◆ To do ◆
Answer these questions from the interview with Chandra Wickramasinghe.
(a) In what year did Wickramasinghe propose that dust in interstellar space and in comets was largely organic?
(b) Where was he visiting when he was reached by e-mail?
(c) According to the recent geological evidence he cites, how long ago was life present on Earth?

Summary: Astronomer Chandra Wickramasinghe is director of the Cardiff Centre for Astrobiology. He is a former student of Fred Hoyle, with whom he co-developed the modern theory of panspermia. Wickramasinghe, who proposed in 1974 that dust in interstellar space and in comets was largely organic, is currently developing methods for detecting life processes in space.
By Robert Roy Britt
Senior Science Writer
Astronomer Chandra Wickramasinghe is director of the Cardiff Centre for Astrobiology. He is a former student of Fred Hoyle, with whom he co-developed the modern theory of panspermia. Wickramasinghe, who proposed in 1974 that dust in interstellar space and in comets was largely organic, is currently developing methods for detecting life processes in space.
We reached Wickramasinghe via e-mail while he was visiting the Centre for Astronomy in Pune, India, and got his thoughts on recent news that has lent support to the panspermia theory.
SPACE.com: Do you think there will be mild, or perhaps significant renewed interest in panspermia?
Wickramasinghe: With every new piece of experimental/observational evidence that comes to light showing that microbial life can withstand the rigors of space travel, there is a renewed interest in panspermia. Until recently, panspermia was not even regarded as scientific hypothesis. Now that has changed.
The general view still prevailing is that although life could easily be transported, terrestrial life must have begun on Earth. There is no logic that demands that and at the present time all the evidence is against that point of view.
SPACE.com: While most scientists seem to support panspermia as a possibility, I've never seen an expression of the chances that it is the method for originating life on Earth. What do you think are the odds that panspermia is the cause, as opposed to the "primordial soup" idea?
Wickramasinghe: The survival properties of bacteria under extreme conditions show clearly the feasibility of transferring microbial life across galactic distances. On the other hand the emergence of life from a primordial soup on the Earth is merely an article of faith that scientists are finding difficult to shed. There is no experimental evidence to support this at the present time.
Indeed all attempts to create life from non-life, starting from Pasteur, have been unsuccessful. Also recent geological evidence indicates that life was present on Earth over 3.6 billion years ago, at a time when the Earth was being pummeled by comet and meteorite impacts, and no primordial soup could have been expected to brew.
Not all microbes in interstellar space would survive of course, but the survival of even a minute fraction of microbes leaving one solar system and reaching the next site of planet formation would be enough for panspermia to be overwhelmingly more probable than starting life from scratch in a new location.

◆ Supplied records ◆
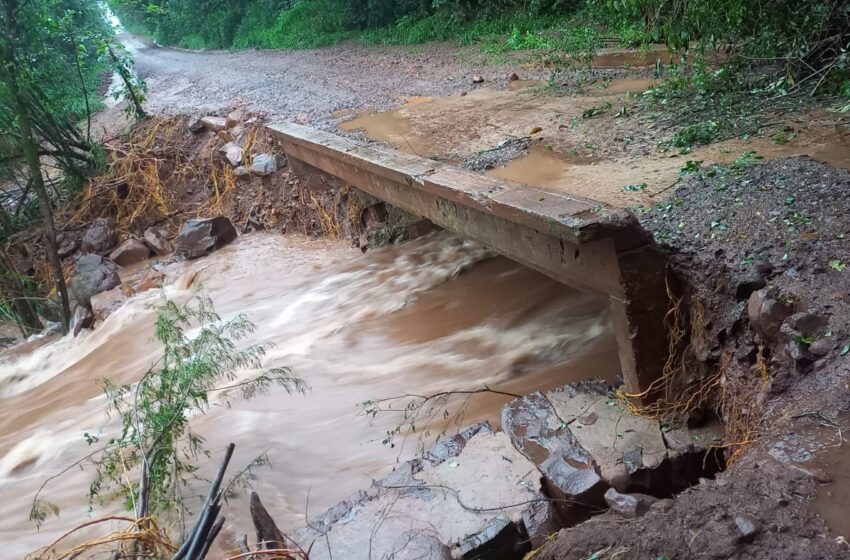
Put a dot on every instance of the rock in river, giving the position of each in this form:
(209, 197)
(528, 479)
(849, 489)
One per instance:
(157, 241)
(456, 504)
(100, 237)
(199, 238)
(92, 275)
(129, 252)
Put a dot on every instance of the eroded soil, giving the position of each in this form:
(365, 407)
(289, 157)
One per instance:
(783, 222)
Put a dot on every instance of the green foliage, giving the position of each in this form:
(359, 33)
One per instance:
(154, 413)
(698, 134)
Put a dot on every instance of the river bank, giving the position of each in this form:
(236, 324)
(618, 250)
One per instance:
(756, 246)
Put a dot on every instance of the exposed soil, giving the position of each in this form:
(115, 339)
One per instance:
(779, 226)
(311, 84)
(730, 232)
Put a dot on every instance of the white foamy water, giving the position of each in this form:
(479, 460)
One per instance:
(432, 315)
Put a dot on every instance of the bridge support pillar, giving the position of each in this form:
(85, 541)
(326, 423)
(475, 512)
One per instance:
(580, 242)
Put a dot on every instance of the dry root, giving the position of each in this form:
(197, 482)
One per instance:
(682, 388)
(141, 537)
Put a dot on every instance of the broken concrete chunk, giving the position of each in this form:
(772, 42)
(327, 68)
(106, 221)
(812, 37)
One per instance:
(232, 152)
(130, 252)
(682, 440)
(214, 124)
(630, 506)
(198, 238)
(807, 324)
(460, 506)
(617, 442)
(449, 447)
(263, 164)
(92, 275)
(540, 434)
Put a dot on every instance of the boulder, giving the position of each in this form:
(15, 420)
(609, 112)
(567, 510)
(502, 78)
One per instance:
(199, 238)
(748, 527)
(106, 303)
(214, 124)
(235, 117)
(766, 314)
(66, 245)
(93, 275)
(195, 126)
(263, 164)
(151, 280)
(81, 319)
(130, 252)
(100, 237)
(157, 241)
(232, 152)
(630, 506)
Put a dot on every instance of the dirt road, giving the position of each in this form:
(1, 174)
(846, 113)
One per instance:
(306, 85)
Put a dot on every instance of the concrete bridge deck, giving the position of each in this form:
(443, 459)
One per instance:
(583, 243)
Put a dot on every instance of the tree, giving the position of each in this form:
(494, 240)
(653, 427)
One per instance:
(13, 75)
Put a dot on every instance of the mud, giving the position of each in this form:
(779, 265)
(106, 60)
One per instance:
(616, 156)
(783, 221)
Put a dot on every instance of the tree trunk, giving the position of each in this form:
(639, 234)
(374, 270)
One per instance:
(29, 146)
(13, 291)
(128, 83)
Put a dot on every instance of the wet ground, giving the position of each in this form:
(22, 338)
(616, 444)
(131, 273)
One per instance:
(432, 315)
(422, 100)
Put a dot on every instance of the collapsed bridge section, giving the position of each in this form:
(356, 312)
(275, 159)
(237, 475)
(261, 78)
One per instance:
(583, 243)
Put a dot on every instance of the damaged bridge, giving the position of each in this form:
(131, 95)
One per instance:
(583, 243)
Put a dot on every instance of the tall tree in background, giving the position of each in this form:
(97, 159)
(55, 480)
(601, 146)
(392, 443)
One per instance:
(53, 56)
(14, 76)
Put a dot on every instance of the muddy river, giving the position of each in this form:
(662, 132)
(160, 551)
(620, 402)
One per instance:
(435, 314)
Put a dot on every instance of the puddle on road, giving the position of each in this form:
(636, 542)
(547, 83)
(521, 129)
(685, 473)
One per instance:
(389, 127)
(518, 85)
(627, 85)
(833, 500)
(539, 167)
(608, 59)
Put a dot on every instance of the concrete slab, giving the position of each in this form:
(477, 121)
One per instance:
(620, 443)
(475, 504)
(580, 242)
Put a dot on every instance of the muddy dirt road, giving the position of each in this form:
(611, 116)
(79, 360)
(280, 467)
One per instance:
(306, 85)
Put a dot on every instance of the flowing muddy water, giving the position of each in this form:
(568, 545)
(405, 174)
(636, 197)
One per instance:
(435, 314)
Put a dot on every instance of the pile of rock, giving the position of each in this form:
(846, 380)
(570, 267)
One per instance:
(96, 287)
(563, 456)
(232, 131)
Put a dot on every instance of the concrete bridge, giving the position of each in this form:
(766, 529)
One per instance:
(583, 243)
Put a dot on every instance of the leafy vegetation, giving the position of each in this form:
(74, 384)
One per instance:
(53, 57)
(154, 438)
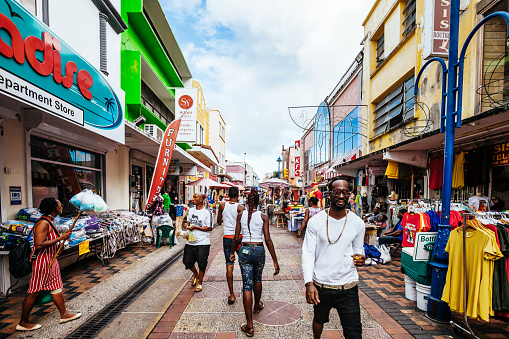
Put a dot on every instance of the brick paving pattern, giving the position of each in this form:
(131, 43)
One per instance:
(77, 278)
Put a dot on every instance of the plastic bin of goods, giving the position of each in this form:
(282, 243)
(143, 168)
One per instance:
(417, 270)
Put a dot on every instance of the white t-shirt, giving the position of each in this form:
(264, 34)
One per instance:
(230, 218)
(482, 204)
(332, 264)
(201, 218)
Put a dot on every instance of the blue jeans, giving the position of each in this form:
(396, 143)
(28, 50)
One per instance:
(252, 261)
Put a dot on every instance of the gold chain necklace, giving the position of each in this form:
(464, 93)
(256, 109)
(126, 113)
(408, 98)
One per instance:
(327, 227)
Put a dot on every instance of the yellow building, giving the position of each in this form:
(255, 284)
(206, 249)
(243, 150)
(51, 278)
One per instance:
(400, 36)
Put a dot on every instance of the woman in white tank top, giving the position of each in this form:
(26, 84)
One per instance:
(254, 226)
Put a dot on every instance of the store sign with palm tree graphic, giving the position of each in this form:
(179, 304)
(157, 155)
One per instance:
(39, 69)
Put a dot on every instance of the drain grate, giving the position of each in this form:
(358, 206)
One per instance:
(93, 326)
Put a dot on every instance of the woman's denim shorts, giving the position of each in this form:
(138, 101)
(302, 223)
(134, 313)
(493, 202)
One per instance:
(251, 260)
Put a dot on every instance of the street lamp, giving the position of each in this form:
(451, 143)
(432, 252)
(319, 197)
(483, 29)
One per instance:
(278, 167)
(452, 96)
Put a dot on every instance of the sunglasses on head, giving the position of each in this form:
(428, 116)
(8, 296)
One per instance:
(337, 192)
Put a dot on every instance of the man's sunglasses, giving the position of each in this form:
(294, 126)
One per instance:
(337, 192)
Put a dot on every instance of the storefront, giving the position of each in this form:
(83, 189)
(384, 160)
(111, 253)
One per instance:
(61, 119)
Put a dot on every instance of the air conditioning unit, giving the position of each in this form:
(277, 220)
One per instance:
(154, 131)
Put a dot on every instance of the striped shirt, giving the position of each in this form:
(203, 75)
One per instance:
(44, 279)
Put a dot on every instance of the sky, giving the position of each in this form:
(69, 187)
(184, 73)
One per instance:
(254, 59)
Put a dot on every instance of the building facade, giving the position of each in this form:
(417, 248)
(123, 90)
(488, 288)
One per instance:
(405, 128)
(61, 119)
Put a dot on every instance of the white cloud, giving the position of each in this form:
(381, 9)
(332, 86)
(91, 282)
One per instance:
(255, 59)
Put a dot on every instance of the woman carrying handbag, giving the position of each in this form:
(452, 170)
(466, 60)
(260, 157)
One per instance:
(46, 242)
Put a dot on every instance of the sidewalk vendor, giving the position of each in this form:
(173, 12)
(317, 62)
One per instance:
(395, 234)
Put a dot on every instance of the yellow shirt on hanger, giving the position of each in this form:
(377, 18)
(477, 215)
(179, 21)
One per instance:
(481, 251)
(458, 175)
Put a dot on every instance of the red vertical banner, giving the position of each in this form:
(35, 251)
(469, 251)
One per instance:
(163, 161)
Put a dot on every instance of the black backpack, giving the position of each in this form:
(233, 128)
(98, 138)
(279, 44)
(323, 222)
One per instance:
(19, 259)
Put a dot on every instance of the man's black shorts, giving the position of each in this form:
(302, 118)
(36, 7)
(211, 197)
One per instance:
(346, 302)
(196, 254)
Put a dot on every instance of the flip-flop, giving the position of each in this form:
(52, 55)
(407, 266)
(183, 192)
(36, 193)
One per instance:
(245, 329)
(259, 309)
(74, 317)
(22, 328)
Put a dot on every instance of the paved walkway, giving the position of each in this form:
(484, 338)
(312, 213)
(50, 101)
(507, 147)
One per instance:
(206, 314)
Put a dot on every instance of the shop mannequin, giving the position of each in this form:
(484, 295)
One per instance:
(480, 203)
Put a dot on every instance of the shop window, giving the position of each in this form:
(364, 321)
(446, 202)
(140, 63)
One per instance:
(495, 72)
(395, 108)
(409, 21)
(62, 171)
(380, 50)
(321, 135)
(346, 135)
(152, 102)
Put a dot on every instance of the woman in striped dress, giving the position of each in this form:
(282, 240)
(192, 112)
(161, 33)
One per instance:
(46, 243)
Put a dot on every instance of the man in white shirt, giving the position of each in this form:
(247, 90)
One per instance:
(332, 248)
(199, 221)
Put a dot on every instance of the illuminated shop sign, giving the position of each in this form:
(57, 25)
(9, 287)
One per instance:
(38, 68)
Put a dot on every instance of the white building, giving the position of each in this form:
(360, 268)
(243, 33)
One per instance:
(217, 140)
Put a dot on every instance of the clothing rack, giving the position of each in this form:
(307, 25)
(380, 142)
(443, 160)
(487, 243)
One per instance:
(466, 330)
(480, 216)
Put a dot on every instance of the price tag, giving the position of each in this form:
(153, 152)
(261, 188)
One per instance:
(83, 247)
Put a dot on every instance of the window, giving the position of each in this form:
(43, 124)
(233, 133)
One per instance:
(346, 135)
(380, 50)
(62, 171)
(396, 107)
(150, 100)
(321, 136)
(409, 21)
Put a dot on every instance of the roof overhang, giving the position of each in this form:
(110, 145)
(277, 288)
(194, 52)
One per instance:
(139, 140)
(204, 154)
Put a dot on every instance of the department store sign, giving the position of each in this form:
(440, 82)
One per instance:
(500, 155)
(441, 22)
(39, 69)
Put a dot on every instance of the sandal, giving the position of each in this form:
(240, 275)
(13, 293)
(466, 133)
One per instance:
(246, 330)
(259, 309)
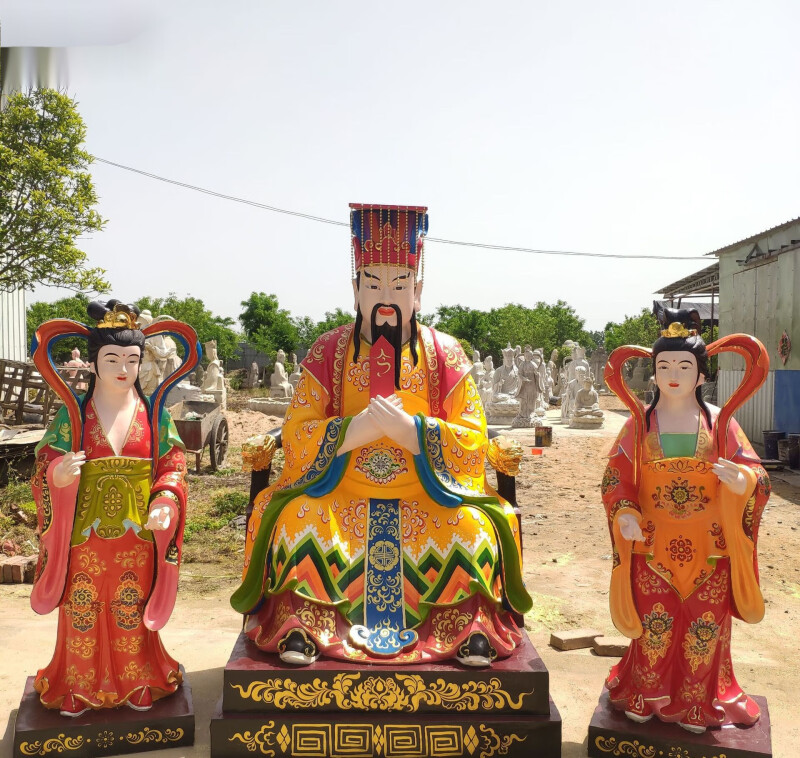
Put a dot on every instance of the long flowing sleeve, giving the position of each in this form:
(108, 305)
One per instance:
(620, 495)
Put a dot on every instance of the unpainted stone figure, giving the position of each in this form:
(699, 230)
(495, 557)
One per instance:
(213, 380)
(279, 385)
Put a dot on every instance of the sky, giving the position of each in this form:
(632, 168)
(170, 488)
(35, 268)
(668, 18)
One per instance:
(624, 127)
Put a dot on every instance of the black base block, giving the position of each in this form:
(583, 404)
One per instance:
(40, 731)
(611, 733)
(363, 735)
(260, 682)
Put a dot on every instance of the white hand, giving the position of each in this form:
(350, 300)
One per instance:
(730, 475)
(68, 468)
(395, 422)
(629, 527)
(160, 518)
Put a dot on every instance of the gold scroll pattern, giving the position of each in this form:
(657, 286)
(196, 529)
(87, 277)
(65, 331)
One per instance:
(636, 749)
(389, 740)
(398, 692)
(104, 740)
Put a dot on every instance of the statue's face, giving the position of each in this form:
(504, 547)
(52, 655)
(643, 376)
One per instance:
(386, 286)
(676, 373)
(117, 367)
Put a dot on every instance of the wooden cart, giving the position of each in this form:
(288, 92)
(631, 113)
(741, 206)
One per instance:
(202, 423)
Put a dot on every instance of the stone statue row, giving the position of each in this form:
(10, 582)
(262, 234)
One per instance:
(519, 392)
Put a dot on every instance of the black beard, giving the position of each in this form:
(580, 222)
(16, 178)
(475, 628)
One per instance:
(393, 335)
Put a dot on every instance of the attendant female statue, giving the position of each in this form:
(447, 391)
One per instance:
(683, 492)
(110, 489)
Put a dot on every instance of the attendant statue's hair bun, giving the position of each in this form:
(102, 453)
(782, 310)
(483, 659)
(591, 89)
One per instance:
(98, 310)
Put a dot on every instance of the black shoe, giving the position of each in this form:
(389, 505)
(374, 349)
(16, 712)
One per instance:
(298, 648)
(476, 651)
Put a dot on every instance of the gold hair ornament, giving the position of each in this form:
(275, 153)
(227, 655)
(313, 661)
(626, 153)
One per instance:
(505, 455)
(121, 317)
(676, 329)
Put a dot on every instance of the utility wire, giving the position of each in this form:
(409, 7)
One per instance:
(333, 222)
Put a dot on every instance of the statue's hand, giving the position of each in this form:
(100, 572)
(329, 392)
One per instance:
(729, 474)
(394, 422)
(68, 468)
(629, 527)
(160, 518)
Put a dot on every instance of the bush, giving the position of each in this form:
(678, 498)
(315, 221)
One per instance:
(229, 504)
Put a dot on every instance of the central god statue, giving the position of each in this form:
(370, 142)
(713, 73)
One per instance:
(381, 541)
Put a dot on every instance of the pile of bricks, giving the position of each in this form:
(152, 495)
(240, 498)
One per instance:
(18, 569)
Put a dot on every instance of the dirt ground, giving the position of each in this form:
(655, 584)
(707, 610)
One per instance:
(566, 565)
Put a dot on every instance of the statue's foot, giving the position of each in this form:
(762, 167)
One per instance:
(72, 706)
(298, 648)
(476, 651)
(639, 718)
(693, 728)
(141, 700)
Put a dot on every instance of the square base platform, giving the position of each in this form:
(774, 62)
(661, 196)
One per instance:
(612, 733)
(40, 731)
(259, 682)
(363, 735)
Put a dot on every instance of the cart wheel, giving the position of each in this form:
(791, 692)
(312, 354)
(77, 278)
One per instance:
(218, 446)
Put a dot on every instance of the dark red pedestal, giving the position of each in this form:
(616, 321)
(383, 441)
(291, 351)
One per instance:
(40, 731)
(611, 733)
(337, 708)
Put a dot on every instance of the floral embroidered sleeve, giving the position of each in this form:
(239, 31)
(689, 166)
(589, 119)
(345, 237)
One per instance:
(458, 445)
(618, 488)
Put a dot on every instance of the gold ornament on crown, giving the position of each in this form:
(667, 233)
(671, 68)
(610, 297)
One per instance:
(504, 455)
(121, 317)
(676, 329)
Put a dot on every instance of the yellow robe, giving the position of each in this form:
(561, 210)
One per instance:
(375, 549)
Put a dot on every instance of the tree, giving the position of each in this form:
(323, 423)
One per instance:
(633, 330)
(268, 326)
(193, 311)
(331, 320)
(69, 307)
(47, 197)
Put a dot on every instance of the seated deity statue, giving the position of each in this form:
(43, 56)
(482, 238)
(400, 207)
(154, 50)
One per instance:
(279, 384)
(382, 542)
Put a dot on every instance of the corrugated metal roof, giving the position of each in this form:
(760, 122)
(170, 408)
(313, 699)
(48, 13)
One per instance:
(704, 282)
(756, 237)
(704, 309)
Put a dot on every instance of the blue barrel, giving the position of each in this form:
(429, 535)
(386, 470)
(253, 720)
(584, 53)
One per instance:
(771, 437)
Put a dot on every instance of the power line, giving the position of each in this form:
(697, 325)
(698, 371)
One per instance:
(333, 222)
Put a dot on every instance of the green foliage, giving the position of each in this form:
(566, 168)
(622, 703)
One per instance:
(633, 330)
(229, 504)
(546, 326)
(47, 197)
(69, 307)
(309, 332)
(192, 311)
(267, 326)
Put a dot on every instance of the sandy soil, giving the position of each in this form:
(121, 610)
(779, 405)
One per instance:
(566, 565)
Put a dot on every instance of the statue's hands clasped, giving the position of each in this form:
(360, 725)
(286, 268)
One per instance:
(68, 469)
(730, 475)
(629, 527)
(394, 422)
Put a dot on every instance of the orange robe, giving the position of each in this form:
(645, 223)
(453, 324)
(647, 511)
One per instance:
(680, 587)
(444, 570)
(104, 654)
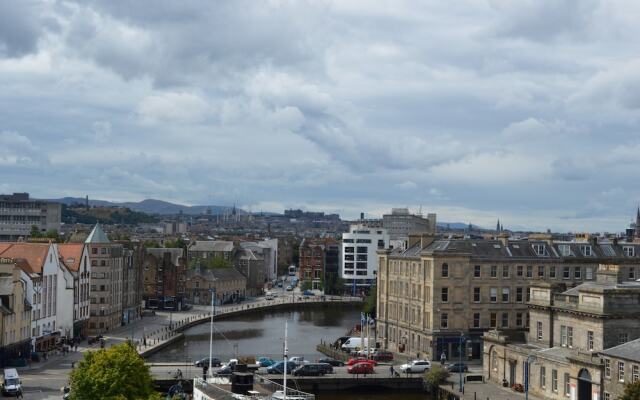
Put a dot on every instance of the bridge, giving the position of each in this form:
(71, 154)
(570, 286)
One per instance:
(160, 337)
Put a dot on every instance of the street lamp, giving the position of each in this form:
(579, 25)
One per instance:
(530, 359)
(460, 349)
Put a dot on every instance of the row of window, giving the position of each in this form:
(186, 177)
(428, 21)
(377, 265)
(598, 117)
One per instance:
(635, 371)
(522, 320)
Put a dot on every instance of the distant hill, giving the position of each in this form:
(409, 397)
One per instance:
(105, 215)
(151, 206)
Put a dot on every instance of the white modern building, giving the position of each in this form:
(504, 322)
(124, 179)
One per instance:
(358, 260)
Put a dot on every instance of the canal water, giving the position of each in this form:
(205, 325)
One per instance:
(261, 334)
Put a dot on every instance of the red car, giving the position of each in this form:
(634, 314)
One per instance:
(361, 368)
(353, 361)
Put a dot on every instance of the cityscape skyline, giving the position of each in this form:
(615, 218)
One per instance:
(475, 111)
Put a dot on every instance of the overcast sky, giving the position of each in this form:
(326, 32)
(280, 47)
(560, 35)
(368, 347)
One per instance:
(526, 111)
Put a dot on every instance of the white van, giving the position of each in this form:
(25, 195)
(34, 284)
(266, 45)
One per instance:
(354, 343)
(11, 382)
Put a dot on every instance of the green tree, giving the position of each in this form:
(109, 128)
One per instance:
(371, 301)
(435, 377)
(112, 374)
(631, 391)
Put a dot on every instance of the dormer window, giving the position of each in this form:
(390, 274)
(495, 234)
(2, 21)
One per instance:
(540, 250)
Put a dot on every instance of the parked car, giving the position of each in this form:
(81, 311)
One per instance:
(331, 361)
(278, 368)
(458, 367)
(383, 356)
(265, 362)
(309, 370)
(357, 360)
(361, 368)
(215, 362)
(225, 371)
(415, 366)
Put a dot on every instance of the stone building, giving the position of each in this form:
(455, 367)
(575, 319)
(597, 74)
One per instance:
(621, 366)
(107, 261)
(164, 278)
(229, 285)
(435, 290)
(569, 330)
(15, 313)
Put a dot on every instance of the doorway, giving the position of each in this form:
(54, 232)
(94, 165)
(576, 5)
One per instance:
(584, 385)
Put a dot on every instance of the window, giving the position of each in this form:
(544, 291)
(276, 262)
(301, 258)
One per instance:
(505, 320)
(588, 273)
(539, 330)
(493, 295)
(519, 296)
(444, 320)
(476, 295)
(540, 249)
(505, 295)
(623, 338)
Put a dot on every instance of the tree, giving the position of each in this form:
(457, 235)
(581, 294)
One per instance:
(631, 391)
(435, 377)
(115, 373)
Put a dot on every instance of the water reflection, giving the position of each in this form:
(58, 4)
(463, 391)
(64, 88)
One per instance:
(261, 334)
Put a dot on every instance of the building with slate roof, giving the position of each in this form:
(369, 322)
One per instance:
(570, 331)
(437, 289)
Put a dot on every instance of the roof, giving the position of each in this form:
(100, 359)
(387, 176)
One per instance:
(629, 351)
(71, 255)
(97, 235)
(216, 274)
(211, 245)
(158, 252)
(534, 250)
(33, 255)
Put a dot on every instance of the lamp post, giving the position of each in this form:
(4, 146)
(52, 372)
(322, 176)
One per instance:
(461, 388)
(530, 359)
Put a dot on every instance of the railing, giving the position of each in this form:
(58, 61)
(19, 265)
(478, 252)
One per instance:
(277, 388)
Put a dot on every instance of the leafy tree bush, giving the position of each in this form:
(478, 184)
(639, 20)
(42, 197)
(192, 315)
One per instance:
(113, 374)
(435, 377)
(631, 391)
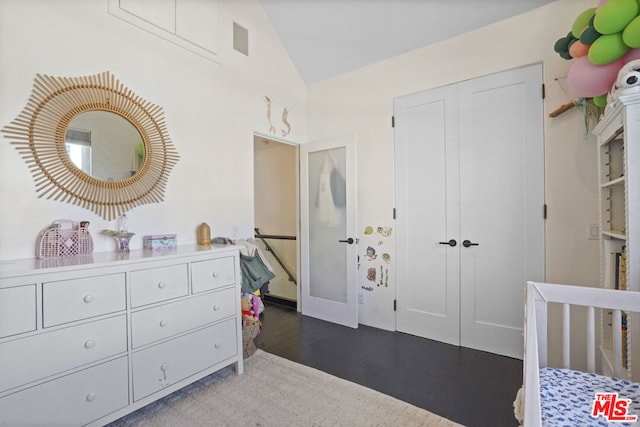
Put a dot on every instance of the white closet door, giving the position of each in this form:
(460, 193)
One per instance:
(470, 166)
(426, 154)
(501, 205)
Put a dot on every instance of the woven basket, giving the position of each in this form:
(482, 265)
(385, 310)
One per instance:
(249, 332)
(63, 238)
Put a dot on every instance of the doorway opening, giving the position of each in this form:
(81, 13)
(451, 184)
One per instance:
(276, 215)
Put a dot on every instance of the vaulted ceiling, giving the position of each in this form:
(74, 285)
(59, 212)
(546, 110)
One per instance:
(326, 38)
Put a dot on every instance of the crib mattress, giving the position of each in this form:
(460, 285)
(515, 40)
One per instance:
(567, 397)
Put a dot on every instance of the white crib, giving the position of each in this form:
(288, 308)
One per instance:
(539, 407)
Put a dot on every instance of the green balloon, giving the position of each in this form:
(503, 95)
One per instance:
(631, 33)
(608, 48)
(589, 35)
(600, 100)
(614, 15)
(582, 21)
(561, 45)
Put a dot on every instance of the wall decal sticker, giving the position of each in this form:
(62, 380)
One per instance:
(285, 116)
(371, 253)
(272, 129)
(385, 231)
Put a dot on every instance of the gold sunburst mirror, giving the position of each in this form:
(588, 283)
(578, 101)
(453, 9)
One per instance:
(91, 141)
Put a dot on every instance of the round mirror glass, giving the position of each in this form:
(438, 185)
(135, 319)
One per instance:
(104, 145)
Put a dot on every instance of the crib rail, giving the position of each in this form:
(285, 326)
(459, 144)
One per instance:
(538, 295)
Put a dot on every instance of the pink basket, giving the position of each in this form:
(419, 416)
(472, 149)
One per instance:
(64, 238)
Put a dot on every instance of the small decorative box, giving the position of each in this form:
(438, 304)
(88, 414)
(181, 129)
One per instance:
(160, 242)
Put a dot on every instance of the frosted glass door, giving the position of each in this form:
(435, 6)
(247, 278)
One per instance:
(328, 225)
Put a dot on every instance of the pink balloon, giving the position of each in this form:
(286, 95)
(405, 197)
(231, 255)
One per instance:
(600, 4)
(588, 80)
(633, 54)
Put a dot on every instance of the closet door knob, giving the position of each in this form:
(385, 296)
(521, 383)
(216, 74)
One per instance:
(467, 243)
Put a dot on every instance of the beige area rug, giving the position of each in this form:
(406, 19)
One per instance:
(274, 391)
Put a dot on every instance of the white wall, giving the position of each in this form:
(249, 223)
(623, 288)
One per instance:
(361, 103)
(211, 112)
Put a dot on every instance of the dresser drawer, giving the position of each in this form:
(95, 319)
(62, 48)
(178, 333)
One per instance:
(158, 284)
(32, 358)
(69, 300)
(212, 274)
(161, 322)
(17, 310)
(165, 364)
(72, 400)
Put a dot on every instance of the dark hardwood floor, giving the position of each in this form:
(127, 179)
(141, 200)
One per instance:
(471, 387)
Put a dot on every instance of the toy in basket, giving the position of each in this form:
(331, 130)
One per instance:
(64, 238)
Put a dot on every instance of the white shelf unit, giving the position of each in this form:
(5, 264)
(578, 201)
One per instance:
(618, 136)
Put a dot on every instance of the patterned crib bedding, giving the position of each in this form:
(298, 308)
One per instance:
(567, 396)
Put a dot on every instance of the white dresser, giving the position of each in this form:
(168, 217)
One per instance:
(88, 340)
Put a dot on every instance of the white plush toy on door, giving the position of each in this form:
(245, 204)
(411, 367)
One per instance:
(628, 81)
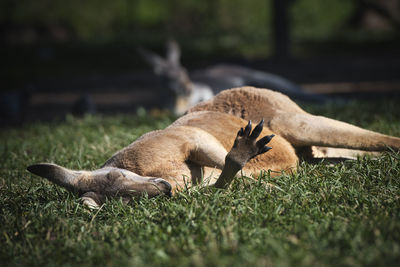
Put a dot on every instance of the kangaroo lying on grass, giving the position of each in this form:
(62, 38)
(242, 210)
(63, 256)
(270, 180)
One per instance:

◆ Task output ◆
(a) 1974
(b) The Centre for Astronomy in Pune, India
(c) Over 3.6 billion years ago